Given records: Begin

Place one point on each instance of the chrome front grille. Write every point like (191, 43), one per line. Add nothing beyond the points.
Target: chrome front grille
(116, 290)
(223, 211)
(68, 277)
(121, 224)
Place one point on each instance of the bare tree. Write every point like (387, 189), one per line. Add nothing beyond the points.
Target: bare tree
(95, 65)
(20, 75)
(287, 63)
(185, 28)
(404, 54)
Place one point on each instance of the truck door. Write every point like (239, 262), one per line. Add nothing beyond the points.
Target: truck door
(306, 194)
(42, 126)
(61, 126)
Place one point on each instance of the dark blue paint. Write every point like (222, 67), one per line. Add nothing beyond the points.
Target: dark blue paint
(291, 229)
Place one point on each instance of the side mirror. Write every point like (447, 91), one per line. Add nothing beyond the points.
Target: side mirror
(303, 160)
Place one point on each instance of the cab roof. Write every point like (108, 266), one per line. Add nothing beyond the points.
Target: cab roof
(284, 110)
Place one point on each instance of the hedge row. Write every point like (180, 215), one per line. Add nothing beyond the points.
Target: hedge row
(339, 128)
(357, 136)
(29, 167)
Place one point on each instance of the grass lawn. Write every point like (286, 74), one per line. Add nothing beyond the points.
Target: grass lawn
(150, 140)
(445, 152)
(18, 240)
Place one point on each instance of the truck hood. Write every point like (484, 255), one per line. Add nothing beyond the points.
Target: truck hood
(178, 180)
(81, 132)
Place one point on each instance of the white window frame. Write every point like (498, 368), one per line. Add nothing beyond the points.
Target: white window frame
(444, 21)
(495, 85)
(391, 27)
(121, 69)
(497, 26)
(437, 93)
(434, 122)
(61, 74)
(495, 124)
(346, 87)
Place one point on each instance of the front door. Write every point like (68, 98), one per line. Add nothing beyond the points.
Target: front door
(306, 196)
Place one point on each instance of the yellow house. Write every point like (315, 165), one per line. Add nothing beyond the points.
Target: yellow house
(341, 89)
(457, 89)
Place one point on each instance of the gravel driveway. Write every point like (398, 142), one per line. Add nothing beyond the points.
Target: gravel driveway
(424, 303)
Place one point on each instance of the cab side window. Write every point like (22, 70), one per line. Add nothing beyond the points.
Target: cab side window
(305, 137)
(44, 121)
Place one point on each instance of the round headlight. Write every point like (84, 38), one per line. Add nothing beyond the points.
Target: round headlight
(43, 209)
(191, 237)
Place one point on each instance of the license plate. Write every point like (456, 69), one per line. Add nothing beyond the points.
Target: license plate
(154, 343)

Given records: End

Task goal: The full set of records above is to be printed again verbatim.

Exercise result:
Place one point on each instance of the chrome front grille. Write every point like (191, 43), one per line. Add nothing beyond the points.
Target: chrome front grille
(116, 290)
(223, 211)
(68, 277)
(121, 224)
Place one point on each instance of the bare tree. Write every point like (387, 189), one per line. Add nothing beyond the points.
Target: bare tree
(95, 65)
(20, 75)
(287, 63)
(185, 28)
(404, 54)
Place one point on each instance of the truck door. Write every point like (239, 262), one per line. Add nothing beyond the points.
Target: truck door
(306, 194)
(42, 126)
(61, 126)
Place one point on each instance of the dark blue paint. Write every point like (222, 67), one per line. Add nothing beyond the points.
Target: dark blue paint
(291, 229)
Place one point on each instance of the side mirror. Write every point like (447, 91), one per line. Add nothing beyond the points.
Target: side mirror
(303, 160)
Place one point on each instance of the cab roof. Write every point like (108, 266), one per line. Add nothing beyond the points.
Target: cab roof
(284, 110)
Place one point on each instance of the hedge row. Write every point like (180, 215), one per line. Add nothing beyond the points.
Target: hedge row
(339, 128)
(357, 136)
(29, 167)
Place one point on each instance of the grass lawn. Write every point like (286, 74), one per line. Add nothing beyond the points.
Target: grass lawn
(150, 140)
(445, 152)
(18, 240)
Place one point on each instance of the truck hood. Write every point like (484, 255), one per line. Add nothing beyond the points.
Target: truck hood
(178, 180)
(81, 132)
Place one point on each instance of the white window frame. Write every point like (498, 368), one per line. Add nothing beyond the points.
Target: white window frame
(444, 21)
(495, 85)
(391, 27)
(121, 69)
(497, 26)
(437, 93)
(434, 122)
(61, 74)
(495, 124)
(346, 87)
Place one point on each instance of the front door. Write every point like (68, 98), one per line. Add nothing beyond the points.
Target: front door
(306, 196)
Place one point on each instance of the yellow house. Write every point like (315, 165), one per line. Add nothing beyond the points.
Target: yellow house
(341, 89)
(457, 89)
Place one point on each instance of the gravel driveway. Write every point like (398, 142), one per line. Add nothing beyond the points.
Target: gravel driveway
(424, 303)
Place one point on each instance of the cab side window. Write every point like (22, 70), one per line. Add nothing beyond the points.
Target: cab side window
(305, 137)
(44, 121)
Place one point on each instance of the round headlight. Write every point like (84, 38), one per line. Add nothing beyond the points.
Target: round headlight
(43, 209)
(191, 237)
Place one point on each instance of the license plate. Write every point like (456, 69), one per line. Add nothing beyond the points.
Target: license plate
(154, 343)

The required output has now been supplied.